» **TEXT**
----------
Bucks County residents joined an international effort to oppose the Dakota Access Pipeline on Tuesday as part of the #NoDAPL Day of Action.
About 40 protesters organized outside the United Christian Church on New Falls Road in Levittown in solidarity with the Standing Rock Sioux Tribe. The effort was in conjunction with a larger demonstration in Doylestown, where about 200 protesters gathered at State and Main streets.
“This pipeline and what’s going on here is way more than about somebody’s property, way more than about these people,” said a protester in Levittown who identified as Lizzard Man. “It’s a movement. People all over the world are tired of corporations just doing what they want.”
The proposed pipeline would carry in excess of 450,000 barrels of oil per day across 1,172 miles, beginning in Northwest North Dakota, through South Dakota and Iowa, then to an oil tank farm near Patoka, Illinois.
----------
» **DATA FOR REVIEW**

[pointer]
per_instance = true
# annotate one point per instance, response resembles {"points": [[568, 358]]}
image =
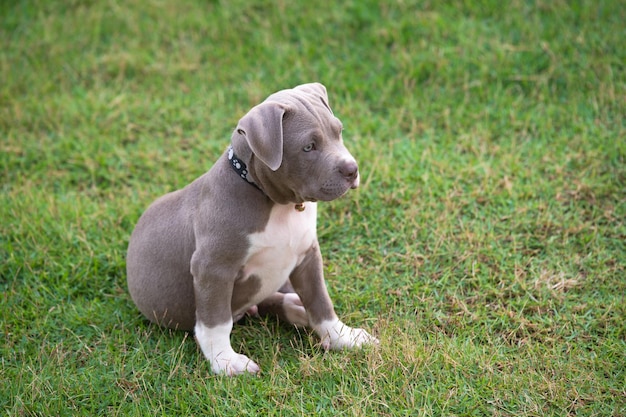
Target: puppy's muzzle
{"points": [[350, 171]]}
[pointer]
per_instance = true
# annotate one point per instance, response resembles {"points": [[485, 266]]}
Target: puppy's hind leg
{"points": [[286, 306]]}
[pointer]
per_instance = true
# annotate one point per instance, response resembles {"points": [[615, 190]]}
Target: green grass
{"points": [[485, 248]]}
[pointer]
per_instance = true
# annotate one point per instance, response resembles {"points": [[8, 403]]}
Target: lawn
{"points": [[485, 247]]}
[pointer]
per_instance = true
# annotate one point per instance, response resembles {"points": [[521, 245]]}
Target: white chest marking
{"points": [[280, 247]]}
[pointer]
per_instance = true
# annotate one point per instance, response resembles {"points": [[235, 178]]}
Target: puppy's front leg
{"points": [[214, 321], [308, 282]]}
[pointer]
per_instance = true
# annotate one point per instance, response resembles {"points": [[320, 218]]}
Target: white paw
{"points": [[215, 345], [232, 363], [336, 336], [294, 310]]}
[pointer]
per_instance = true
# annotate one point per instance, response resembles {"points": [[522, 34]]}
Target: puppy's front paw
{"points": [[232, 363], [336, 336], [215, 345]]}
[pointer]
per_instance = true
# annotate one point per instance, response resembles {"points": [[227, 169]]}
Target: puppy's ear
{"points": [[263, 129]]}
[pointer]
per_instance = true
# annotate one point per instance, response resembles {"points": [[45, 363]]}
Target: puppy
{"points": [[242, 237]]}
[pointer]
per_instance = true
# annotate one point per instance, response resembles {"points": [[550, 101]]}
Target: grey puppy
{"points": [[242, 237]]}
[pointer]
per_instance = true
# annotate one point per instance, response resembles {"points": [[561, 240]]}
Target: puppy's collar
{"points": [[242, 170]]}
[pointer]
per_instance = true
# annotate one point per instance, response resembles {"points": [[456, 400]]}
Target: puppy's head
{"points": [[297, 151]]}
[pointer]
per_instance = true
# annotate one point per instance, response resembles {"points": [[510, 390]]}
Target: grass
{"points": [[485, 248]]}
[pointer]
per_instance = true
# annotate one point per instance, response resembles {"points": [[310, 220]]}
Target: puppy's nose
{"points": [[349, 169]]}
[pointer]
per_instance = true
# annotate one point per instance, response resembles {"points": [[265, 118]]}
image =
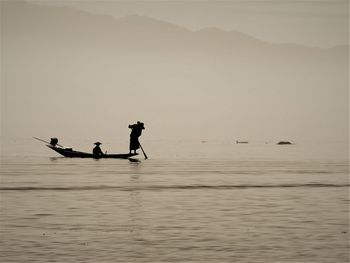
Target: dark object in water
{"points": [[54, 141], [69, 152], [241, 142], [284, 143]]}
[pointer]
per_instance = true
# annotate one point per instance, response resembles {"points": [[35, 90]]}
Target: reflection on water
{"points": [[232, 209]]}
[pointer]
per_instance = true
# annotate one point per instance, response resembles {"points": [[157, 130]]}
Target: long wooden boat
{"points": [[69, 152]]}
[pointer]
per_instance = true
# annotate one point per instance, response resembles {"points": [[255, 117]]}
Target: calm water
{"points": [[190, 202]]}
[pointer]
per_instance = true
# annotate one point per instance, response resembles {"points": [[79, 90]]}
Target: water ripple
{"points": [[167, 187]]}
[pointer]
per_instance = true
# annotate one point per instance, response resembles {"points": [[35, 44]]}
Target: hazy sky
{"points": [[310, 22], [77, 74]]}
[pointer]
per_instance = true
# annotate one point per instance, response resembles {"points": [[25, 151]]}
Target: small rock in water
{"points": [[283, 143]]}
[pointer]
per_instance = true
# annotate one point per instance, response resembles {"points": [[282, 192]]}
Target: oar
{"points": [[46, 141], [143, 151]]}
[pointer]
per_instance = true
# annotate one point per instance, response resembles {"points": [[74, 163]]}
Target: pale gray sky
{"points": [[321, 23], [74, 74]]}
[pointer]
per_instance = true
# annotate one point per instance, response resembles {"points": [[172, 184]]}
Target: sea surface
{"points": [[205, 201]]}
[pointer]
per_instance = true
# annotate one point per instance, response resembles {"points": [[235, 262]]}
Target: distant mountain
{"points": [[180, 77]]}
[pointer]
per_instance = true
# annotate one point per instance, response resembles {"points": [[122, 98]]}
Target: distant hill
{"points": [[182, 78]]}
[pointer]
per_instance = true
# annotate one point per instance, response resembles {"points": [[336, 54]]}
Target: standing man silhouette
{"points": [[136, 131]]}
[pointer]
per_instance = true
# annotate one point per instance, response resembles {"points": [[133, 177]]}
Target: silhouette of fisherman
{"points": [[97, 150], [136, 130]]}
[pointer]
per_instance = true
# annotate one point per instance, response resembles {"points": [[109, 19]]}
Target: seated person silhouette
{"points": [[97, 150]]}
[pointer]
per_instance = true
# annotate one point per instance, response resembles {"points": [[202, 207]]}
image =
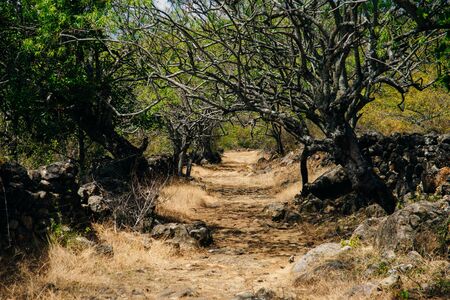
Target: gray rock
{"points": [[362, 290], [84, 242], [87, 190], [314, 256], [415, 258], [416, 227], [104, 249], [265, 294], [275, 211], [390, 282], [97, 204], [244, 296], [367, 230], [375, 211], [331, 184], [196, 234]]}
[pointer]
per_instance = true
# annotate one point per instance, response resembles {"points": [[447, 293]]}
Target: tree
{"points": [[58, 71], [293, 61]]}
----------
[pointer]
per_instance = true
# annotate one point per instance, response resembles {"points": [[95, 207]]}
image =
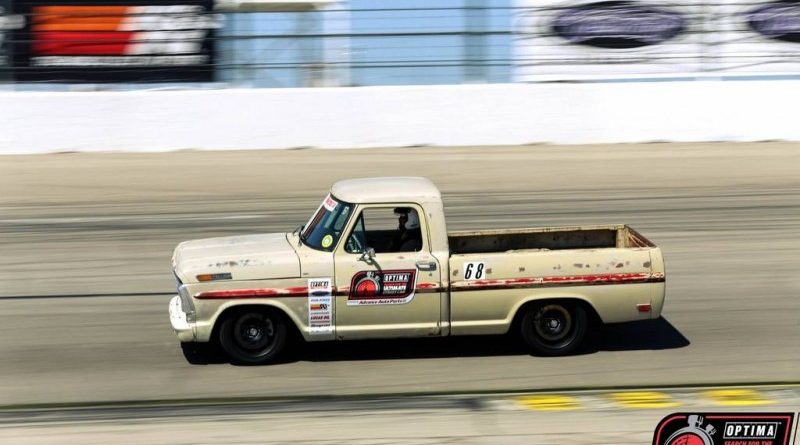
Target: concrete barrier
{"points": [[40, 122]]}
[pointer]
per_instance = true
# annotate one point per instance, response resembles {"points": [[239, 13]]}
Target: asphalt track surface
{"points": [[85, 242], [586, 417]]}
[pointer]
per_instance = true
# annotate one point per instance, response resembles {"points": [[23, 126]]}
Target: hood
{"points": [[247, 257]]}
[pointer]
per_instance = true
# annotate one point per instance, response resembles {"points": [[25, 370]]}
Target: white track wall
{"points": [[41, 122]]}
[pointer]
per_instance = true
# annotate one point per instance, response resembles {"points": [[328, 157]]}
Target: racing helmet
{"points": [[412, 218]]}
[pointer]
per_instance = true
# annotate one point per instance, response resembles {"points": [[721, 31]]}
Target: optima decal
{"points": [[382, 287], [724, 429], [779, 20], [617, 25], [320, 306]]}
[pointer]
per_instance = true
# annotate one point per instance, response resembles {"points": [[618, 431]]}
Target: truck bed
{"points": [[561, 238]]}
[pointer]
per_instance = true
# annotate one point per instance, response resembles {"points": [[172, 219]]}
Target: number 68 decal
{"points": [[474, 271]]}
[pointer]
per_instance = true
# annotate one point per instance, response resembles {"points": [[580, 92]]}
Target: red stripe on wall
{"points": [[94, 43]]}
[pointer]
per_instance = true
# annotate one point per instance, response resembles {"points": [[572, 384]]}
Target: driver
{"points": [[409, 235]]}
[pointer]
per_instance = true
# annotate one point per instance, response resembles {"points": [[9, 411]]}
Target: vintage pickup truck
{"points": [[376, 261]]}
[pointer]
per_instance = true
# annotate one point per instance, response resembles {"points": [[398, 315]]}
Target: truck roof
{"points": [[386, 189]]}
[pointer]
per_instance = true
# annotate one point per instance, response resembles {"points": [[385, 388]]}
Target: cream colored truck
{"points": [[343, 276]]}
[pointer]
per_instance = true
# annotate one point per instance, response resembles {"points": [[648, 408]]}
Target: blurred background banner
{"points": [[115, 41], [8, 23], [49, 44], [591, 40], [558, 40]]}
----------
» **QUESTIONS ON THE MATERIAL**
1 > According to the article on the Bucks County pipeline protests, about how many protesters gathered at State and Main streets in Doylestown?
2 > Reproduce the passage of the Bucks County protest article starting at "About 40 protesters" and ending at "near Patoka, Illinois.".
3 > Write the next part of the article on the Bucks County Dakota Access Pipeline protests, picking up after its final paragraph.

» **OUTPUTS IN ORDER**
1 > About 200

2 >
About 40 protesters organized outside the United Christian Church on New Falls Road in Levittown in solidarity with the Standing Rock Sioux Tribe. The effort was in conjunction with a larger demonstration in Doylestown, where about 200 protesters gathered at State and Main streets.
“This pipeline and what’s going on here is way more than about somebody’s property, way more than about these people,” said a protester in Levittown who identified as Lizzard Man. “It’s a movement. People all over the world are tired of corporations just doing what they want.”
The proposed pipeline would carry in excess of 450,000 barrels of oil per day across 1,172 miles, beginning in Northwest North Dakota, through South Dakota and Iowa, then to an oil tank farm near Patoka, Illinois.

3 >
The project was approved by the U.S. Army Corps of Engineers, and final permits were granted in July. On Monday, the day before the Day of Action, the Corps announced that it will not grant an easement for construction of the pipeline because “additional discussion and analysis are warranted in light of the history of the Great Sioux Nation’s dispossessions of lands, the importance of Lake Oahe to the Tribe, our government-to-government relationship and the statute governing easements through government property,” according to a press release.
The determination was made based on a review launched on Sept. 9.
The main opposition stems from Native Americans, specifically the Standing Rock Sioux Tribe with reservation lands in the Dakotas. Following the project’s approval, the Sioux sued the Corps.
“The construction and operation of the pipeline, as authorized by the Corps, threatens the Tribe’s environmental and economic well-being, and would damage and destroy sites of great historic, religious, and cultural significance to the Tribe,” the complaint read.
Since, other tribes of indigenous people from all over the world as well as American protesters have joined the opposition.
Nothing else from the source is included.